Extracted records
*** Block opens ***
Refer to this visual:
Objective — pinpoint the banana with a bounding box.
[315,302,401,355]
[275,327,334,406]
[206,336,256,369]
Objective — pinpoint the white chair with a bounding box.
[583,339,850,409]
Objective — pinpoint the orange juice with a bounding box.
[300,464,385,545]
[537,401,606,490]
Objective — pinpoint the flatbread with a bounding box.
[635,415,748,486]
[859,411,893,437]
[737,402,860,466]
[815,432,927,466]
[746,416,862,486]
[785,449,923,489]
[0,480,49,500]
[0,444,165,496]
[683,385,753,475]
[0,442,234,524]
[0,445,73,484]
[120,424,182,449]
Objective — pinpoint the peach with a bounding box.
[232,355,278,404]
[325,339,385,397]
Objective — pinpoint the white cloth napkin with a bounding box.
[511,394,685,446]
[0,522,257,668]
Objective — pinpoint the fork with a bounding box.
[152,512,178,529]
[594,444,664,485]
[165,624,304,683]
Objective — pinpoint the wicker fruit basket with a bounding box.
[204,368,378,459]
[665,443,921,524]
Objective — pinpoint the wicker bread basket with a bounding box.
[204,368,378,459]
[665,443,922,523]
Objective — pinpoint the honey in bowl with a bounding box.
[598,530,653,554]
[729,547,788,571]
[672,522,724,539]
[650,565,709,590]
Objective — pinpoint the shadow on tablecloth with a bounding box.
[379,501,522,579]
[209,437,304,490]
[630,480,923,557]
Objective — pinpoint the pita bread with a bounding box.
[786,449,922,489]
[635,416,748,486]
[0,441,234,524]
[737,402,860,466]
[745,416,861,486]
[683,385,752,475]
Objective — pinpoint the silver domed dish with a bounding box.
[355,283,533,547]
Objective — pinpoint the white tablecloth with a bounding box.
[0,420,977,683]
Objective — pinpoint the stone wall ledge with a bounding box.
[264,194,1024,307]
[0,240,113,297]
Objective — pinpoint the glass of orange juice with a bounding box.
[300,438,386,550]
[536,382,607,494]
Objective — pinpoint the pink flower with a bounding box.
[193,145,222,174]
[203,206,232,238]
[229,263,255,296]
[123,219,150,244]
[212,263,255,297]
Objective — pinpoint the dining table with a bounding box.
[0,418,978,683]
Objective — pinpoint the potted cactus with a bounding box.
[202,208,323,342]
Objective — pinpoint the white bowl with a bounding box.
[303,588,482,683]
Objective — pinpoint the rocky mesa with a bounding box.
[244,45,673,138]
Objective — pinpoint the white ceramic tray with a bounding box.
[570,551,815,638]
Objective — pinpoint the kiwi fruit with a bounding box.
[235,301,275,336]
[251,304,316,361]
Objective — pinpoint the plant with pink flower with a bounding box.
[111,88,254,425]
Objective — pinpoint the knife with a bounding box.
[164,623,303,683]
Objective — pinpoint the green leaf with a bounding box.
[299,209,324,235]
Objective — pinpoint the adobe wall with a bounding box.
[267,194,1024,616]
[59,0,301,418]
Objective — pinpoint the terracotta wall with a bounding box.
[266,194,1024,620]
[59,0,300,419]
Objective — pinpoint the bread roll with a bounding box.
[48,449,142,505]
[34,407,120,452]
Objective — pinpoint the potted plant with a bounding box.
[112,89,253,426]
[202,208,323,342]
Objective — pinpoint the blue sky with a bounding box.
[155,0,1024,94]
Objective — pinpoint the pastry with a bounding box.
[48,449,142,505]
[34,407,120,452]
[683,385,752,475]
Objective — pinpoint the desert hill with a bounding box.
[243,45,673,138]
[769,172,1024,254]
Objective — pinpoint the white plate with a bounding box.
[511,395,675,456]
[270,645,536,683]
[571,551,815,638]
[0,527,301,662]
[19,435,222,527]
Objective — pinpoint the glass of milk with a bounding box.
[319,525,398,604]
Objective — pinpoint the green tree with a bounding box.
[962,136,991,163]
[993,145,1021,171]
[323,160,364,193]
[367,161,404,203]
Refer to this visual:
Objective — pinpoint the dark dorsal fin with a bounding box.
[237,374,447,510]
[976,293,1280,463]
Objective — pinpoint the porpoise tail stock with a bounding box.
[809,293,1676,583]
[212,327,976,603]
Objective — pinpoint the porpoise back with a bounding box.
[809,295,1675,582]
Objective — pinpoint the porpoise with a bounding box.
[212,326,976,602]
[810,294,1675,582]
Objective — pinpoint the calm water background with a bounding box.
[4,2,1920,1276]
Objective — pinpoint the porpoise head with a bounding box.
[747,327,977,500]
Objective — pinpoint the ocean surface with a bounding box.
*** Block closes ***
**Assigned task:** Nothing in the records should be altered when they are written out again.

**Final answer:**
Refer to this visual:
Objective — pinpoint the banana with a bounding box.
[315,302,401,355]
[275,327,334,406]
[206,336,256,369]
Objective — pinpoint the white chair with a bounding box.
[583,339,850,409]
Objective — pinpoint the orange juice with a bounding box.
[300,464,385,545]
[537,401,606,490]
Objective — pinpoint the flatbread with a bounding box.
[635,415,748,486]
[859,411,893,437]
[737,402,860,466]
[815,432,927,466]
[746,416,862,486]
[785,449,923,489]
[0,480,49,500]
[0,444,165,496]
[683,385,753,475]
[0,442,234,524]
[0,445,73,484]
[120,424,182,449]
Objective — pinpoint the peach with a bounding box.
[232,355,278,404]
[325,339,385,397]
Objective — pinpoint the white cloth napkin with a bounding box.
[511,394,685,446]
[0,522,257,668]
Objective — pinpoint the fork with a bounding box.
[152,512,178,529]
[594,444,664,485]
[165,624,304,683]
Objective — pinpoint the wicker fruit basket with a bounding box.
[204,368,378,459]
[665,443,921,524]
Objective — pinpoint the wicker bread basket with a bounding box.
[204,368,378,459]
[665,443,922,523]
Objective — pinpoint the honey in bowl with a bounding box.
[598,530,653,554]
[729,547,788,571]
[672,522,724,539]
[650,565,709,590]
Objective — pinpoint the shadow on tablecloth with a bounding box.
[379,501,522,579]
[209,437,304,490]
[630,480,923,557]
Objective — pinpoint the pita bread with a bounding box.
[786,449,922,489]
[635,416,748,486]
[0,441,234,524]
[737,402,860,466]
[745,416,861,486]
[683,385,752,475]
Objective — pinpoint the silver domed dish with a bounding box.
[355,283,533,547]
Objective — pinpoint the white tablecloth with a bounding box.
[0,420,977,683]
Objective — pinpoint the stone wall ledge with a bounding box.
[264,194,1024,307]
[0,240,113,297]
Objective — pinpoint the glass of orange juice with a bounding box.
[300,438,386,550]
[536,382,607,494]
Objective — pinpoint the pink flower with a bounding box.
[193,145,222,174]
[203,206,232,238]
[229,263,255,296]
[123,219,150,244]
[212,263,255,297]
Objective — pinpoint the dining table with a bounding box.
[0,418,978,683]
Objective — pinpoint the potted cactus with a bounding box.
[202,208,323,342]
Objective — pinpoint the white bowl with a bounding box.
[303,588,482,683]
Objective — pinpoint the rocky mesa with a bounding box.
[244,45,673,138]
Objective — pinpoint the white ceramic tray with a bounding box.
[570,551,815,638]
Objective — pinpoint the kiwi fruit with a bounding box.
[235,301,275,336]
[251,304,316,361]
Objective — pinpoint the plant with pink flower with a bounding box.
[111,88,254,425]
Objective — pinpoint the knife with a bounding box.
[164,623,303,683]
Objective — pinpoint the green leaf with a bounding box.
[299,209,324,235]
Objective — pinpoint the adobe wall with a bounding box.
[267,194,1024,616]
[59,0,301,418]
Objective — pinpoint the terracotta wall with a bounding box.
[266,194,1024,620]
[59,0,300,419]
Objective — pinpoint the bread roll with a bounding box.
[48,449,142,505]
[34,407,120,452]
Objective — pinpoint the potted plant with a bounding box.
[112,89,253,426]
[202,208,323,342]
Objective — pinpoint the blue sky with a bounding box.
[155,0,1024,94]
Objective — pinpoint the pastry with a bounding box.
[48,449,142,505]
[34,407,120,452]
[683,385,752,475]
Objective — pinpoint the desert hill with a bounding box.
[243,45,673,138]
[769,172,1024,254]
Objective — pinpoint the white plate with a bounding box.
[511,395,675,456]
[270,645,536,683]
[571,551,815,638]
[0,527,301,662]
[19,435,222,527]
Objective — pinpoint the glass of milk with a bounding box.
[319,525,398,604]
Objective — pinpoint the green tree with a bounding box.
[962,136,991,163]
[993,145,1021,171]
[323,160,364,193]
[367,161,404,203]
Refer to this visual:
Objective — pinpoint the dark dorsal fin with a bounding box.
[237,374,447,510]
[976,293,1280,463]
Objective — pinpoint the porpoise tail stock with a bounding box.
[809,293,1676,583]
[212,327,976,603]
Objective — pinpoint the porpoise back with a bounding box.
[809,295,1675,582]
Objective — pinpoint the porpoise with a bounding box.
[212,326,976,602]
[810,294,1675,582]
Objective — pinpoint the calm water background with a bounding box.
[4,2,1920,1276]
Objective — pinpoint the porpoise head with a bounding box.
[747,327,977,500]
Objective — pinpoint the ocean surface with a bounding box.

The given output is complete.